Passage shown ▸
━━━━━━

I would guess watery gooey mess as far as the turkey itself goes, however it might work, especially with the dark meat which is fattier. I have a friend that cooks a whole chicken in the crock pot with tomatoes and seasonings, then removes the bones and skin once it's done. He then adds partially cooked rice and green beans and cooks it for about an hour longer. I thought the chicken would end up gross for the same reasons I'd expect turkey to end up gross but it was finely shredded and actually pretty good. Instead of doing an entire turkey, you might try picking up a thigh and leg combo first and experimenting with that. What sort of flavorings/seasoning were you thinking about adding?


----------



## TomatoMustard (Jul 22, 2011)

So that's the answer to the question. Fat. There is not enough fat in turkey to make a long, slow cooking process work. That's the part I was missing in this whole thing. 

I concede.  I'll go with frying.

━━━━━━

Request a ▸
From the rows below, extract every line that contains the string "counter".

━━━━━━

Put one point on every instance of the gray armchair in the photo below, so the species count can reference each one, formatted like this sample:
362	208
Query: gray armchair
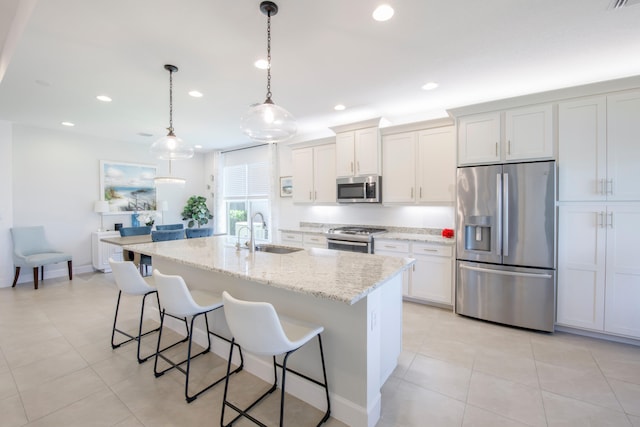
31	249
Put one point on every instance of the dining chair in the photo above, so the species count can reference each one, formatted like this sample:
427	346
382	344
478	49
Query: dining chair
258	329
129	282
170	227
31	249
198	232
178	301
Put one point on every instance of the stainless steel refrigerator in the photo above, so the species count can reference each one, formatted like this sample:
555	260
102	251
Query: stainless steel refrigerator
506	240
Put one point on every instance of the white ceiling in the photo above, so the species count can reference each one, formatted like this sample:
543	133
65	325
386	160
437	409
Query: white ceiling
323	53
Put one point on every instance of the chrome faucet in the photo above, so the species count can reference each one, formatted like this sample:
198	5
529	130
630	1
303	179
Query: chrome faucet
246	227
252	243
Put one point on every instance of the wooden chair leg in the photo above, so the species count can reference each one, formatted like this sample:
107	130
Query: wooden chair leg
35	277
15	278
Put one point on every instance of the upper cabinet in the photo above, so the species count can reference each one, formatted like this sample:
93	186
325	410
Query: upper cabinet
419	166
598	155
528	135
479	139
314	174
358	149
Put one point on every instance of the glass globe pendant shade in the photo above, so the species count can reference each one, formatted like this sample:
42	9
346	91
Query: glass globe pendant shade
268	122
170	147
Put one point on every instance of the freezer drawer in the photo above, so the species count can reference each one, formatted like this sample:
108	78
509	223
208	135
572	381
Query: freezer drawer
523	297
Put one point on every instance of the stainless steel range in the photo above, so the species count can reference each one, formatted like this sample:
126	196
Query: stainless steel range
352	238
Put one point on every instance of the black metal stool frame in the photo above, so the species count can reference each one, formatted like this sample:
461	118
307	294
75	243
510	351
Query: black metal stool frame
138	337
191	398
283	366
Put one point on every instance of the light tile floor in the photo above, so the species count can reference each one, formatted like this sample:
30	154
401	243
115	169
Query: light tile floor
58	369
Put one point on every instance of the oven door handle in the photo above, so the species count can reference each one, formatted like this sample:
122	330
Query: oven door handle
346	242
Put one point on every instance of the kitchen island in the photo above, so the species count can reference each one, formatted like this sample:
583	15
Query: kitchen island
356	297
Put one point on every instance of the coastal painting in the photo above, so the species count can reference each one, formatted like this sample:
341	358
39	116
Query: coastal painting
128	187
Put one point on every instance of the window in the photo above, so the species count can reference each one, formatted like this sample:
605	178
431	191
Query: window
246	184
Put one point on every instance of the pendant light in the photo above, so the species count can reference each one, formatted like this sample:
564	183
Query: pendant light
268	122
170	147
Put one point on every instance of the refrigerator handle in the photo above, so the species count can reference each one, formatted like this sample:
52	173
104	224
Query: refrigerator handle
506	273
499	214
505	233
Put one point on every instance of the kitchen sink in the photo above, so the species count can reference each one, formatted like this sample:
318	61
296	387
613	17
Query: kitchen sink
275	249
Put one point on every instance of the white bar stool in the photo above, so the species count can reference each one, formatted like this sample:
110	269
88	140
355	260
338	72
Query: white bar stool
258	329
177	301
129	281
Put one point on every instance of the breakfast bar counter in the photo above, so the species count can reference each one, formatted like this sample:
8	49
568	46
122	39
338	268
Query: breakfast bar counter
356	297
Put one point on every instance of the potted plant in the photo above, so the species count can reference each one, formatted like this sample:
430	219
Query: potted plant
196	211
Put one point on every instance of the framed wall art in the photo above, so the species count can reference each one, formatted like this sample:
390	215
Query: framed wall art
128	187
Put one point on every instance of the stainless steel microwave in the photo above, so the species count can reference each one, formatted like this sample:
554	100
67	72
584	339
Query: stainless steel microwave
359	189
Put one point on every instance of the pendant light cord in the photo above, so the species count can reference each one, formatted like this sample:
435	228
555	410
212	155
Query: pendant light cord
170	128
268	56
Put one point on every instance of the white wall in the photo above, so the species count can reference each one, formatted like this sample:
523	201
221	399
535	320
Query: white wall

━━━━━━

Request b ▸
Repeat part of the crock pot thread above word for word, beginning at the words "I would guess" and stopping after "(Jul 22, 2011)".

Output a ▸
Put one point on every instance of the breakfast bar counter in the photo above, so the species count can reference each one, formatted like this sample:
Query: breakfast bar counter

Output b ▸
I would guess watery gooey mess as far as the turkey itself goes, however it might work, especially with the dark meat which is fattier. I have a friend that cooks a whole chicken in the crock pot with tomatoes and seasonings, then removes the bones and skin once it's done. He then adds partially cooked rice and green beans and cooks it for about an hour longer. I thought the chicken would end up gross for the same reasons I'd expect turkey to end up gross but it was finely shredded and actually pretty good. Instead of doing an entire turkey, you might try picking up a thigh and leg combo first and experimenting with that. What sort of flavorings/seasoning were you thinking about adding?


----------



## TomatoMustard (Jul 22, 2011)